> [What you should do]: What follows is a set of records. Repeat every one of them exactly.

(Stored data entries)
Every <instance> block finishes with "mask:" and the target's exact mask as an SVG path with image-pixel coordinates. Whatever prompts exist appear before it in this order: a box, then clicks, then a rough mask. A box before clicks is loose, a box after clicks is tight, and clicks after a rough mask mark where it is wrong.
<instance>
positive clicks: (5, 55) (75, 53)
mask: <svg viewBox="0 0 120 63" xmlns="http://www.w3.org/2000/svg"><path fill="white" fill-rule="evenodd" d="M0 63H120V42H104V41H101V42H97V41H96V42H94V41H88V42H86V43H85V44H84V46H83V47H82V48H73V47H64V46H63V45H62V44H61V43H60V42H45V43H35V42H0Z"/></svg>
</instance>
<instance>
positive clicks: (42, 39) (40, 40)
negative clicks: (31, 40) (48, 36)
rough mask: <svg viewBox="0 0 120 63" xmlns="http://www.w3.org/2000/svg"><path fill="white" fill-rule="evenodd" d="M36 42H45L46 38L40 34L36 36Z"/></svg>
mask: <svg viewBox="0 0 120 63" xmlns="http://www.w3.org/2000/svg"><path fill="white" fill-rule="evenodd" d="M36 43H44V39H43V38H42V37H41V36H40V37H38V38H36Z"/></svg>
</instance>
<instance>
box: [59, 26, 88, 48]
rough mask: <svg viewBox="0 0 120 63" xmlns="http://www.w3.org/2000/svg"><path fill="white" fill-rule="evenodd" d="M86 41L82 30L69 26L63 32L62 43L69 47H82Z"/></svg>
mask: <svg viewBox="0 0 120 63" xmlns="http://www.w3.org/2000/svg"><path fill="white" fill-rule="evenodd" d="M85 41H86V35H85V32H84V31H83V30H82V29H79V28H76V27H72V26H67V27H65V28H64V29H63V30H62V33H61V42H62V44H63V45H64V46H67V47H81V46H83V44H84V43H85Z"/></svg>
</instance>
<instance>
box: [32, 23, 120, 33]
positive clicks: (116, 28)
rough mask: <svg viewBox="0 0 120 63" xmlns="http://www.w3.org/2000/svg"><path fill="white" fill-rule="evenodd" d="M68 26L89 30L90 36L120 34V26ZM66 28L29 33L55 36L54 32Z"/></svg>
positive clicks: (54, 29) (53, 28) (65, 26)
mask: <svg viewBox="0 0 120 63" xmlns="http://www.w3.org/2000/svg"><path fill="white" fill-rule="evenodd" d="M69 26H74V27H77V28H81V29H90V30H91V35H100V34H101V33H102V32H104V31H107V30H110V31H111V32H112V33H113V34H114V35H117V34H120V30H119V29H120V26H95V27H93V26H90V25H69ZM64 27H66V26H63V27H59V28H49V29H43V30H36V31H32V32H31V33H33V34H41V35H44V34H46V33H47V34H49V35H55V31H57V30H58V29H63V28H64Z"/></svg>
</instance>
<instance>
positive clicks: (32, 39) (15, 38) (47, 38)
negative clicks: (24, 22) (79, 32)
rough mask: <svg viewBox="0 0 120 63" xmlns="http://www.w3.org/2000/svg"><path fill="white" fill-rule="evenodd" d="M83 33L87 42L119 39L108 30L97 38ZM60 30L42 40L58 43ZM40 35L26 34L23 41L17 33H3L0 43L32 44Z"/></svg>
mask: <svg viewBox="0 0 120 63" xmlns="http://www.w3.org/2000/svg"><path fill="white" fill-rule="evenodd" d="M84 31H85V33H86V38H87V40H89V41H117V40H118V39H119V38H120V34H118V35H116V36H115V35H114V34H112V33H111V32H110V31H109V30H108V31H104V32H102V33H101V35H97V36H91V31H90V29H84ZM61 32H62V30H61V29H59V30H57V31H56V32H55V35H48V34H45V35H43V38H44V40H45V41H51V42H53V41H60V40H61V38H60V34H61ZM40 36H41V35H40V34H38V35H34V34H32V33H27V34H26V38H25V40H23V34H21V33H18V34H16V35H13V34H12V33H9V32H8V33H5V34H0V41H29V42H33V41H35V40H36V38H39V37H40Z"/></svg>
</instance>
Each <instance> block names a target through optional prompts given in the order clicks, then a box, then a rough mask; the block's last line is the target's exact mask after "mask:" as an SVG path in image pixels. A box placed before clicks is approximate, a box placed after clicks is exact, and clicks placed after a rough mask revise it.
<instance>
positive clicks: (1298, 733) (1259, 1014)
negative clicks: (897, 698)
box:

> [Task solution]:
Every <instance> block finishes with "mask:" and the target's exact mask as an SVG path with image-pixel coordinates. Whatever prompts exist appear before it in this order: a box, then clicks, then a rough mask. A box before clicks is loose, a box after clicks is tight, and clicks after a rough mask mark where it is wrong.
<instance>
positive clicks: (5, 55) (75, 53)
mask: <svg viewBox="0 0 120 63" xmlns="http://www.w3.org/2000/svg"><path fill="white" fill-rule="evenodd" d="M0 63H120V42H104V41H101V42H97V41H96V42H94V41H88V42H86V43H85V44H84V46H83V47H82V48H73V47H64V46H63V45H62V44H61V43H60V42H45V43H35V42H0Z"/></svg>
</instance>
<instance>
positive clicks: (42, 39) (40, 40)
negative clicks: (31, 40) (48, 36)
rough mask: <svg viewBox="0 0 120 63" xmlns="http://www.w3.org/2000/svg"><path fill="white" fill-rule="evenodd" d="M36 42H45L46 38L40 34L36 36Z"/></svg>
mask: <svg viewBox="0 0 120 63" xmlns="http://www.w3.org/2000/svg"><path fill="white" fill-rule="evenodd" d="M36 43H44V39H43V38H42V37H41V36H40V37H38V38H36Z"/></svg>
</instance>
<instance>
box: [59, 26, 88, 48]
rough mask: <svg viewBox="0 0 120 63" xmlns="http://www.w3.org/2000/svg"><path fill="white" fill-rule="evenodd" d="M86 41L82 30L69 26L63 32L62 43L69 47H82Z"/></svg>
mask: <svg viewBox="0 0 120 63" xmlns="http://www.w3.org/2000/svg"><path fill="white" fill-rule="evenodd" d="M85 41H86V35H85V32H84V31H83V30H82V29H79V28H76V27H72V26H67V27H65V28H64V29H63V30H62V33H61V42H62V44H63V45H64V46H67V47H81V46H83V44H84V43H85Z"/></svg>
</instance>
<instance>
box: [32, 23, 120, 33]
positive clicks: (116, 28)
rough mask: <svg viewBox="0 0 120 63" xmlns="http://www.w3.org/2000/svg"><path fill="white" fill-rule="evenodd" d="M68 26L89 30L90 36L120 34V26ZM66 28L29 33L55 36L54 32Z"/></svg>
positive clicks: (54, 29) (53, 28) (65, 26)
mask: <svg viewBox="0 0 120 63" xmlns="http://www.w3.org/2000/svg"><path fill="white" fill-rule="evenodd" d="M69 26H74V27H77V28H81V29H90V30H91V35H100V34H101V33H102V32H104V31H107V30H110V31H111V32H112V33H113V34H114V35H117V34H120V30H119V29H120V26H95V27H93V26H90V25H69ZM64 27H66V26H63V27H59V28H49V29H43V30H36V31H32V32H31V33H33V34H41V35H44V34H46V33H47V34H49V35H55V31H57V30H58V29H63V28H64Z"/></svg>
</instance>
<instance>
positive clicks: (32, 39) (15, 38) (47, 38)
negative clicks: (24, 22) (79, 32)
rough mask: <svg viewBox="0 0 120 63" xmlns="http://www.w3.org/2000/svg"><path fill="white" fill-rule="evenodd" d="M83 33L87 42L119 39L108 30L97 38ZM60 30L42 40L58 43ZM40 35L26 34L23 41L17 33H3L0 43L32 44Z"/></svg>
mask: <svg viewBox="0 0 120 63" xmlns="http://www.w3.org/2000/svg"><path fill="white" fill-rule="evenodd" d="M84 31H85V33H86V38H87V40H89V41H117V40H118V39H119V38H120V34H118V35H116V36H115V35H114V34H112V33H111V32H110V31H109V30H108V31H104V32H102V33H101V35H97V36H91V31H90V29H84ZM61 32H62V30H61V29H59V30H57V31H56V32H55V35H48V34H45V35H43V38H44V40H45V41H51V42H53V41H60V40H61V38H60V34H61ZM40 36H41V35H40V34H38V35H34V34H32V33H27V34H26V38H25V40H23V34H21V33H18V34H16V35H13V34H12V33H9V32H8V33H5V34H0V41H29V42H33V41H35V40H36V38H39V37H40Z"/></svg>
</instance>
Each <instance> block names a target through optional prompts given in the order clicks, then a box, then a rough mask; the block's last line is the target's exact mask after "mask:" as an SVG path in image pixels. A box placed before clicks is approximate, a box placed after clicks is exact, and clicks placed after a rough mask revise it.
<instance>
positive clicks: (1298, 733) (1259, 1014)
negative clicks: (897, 698)
box:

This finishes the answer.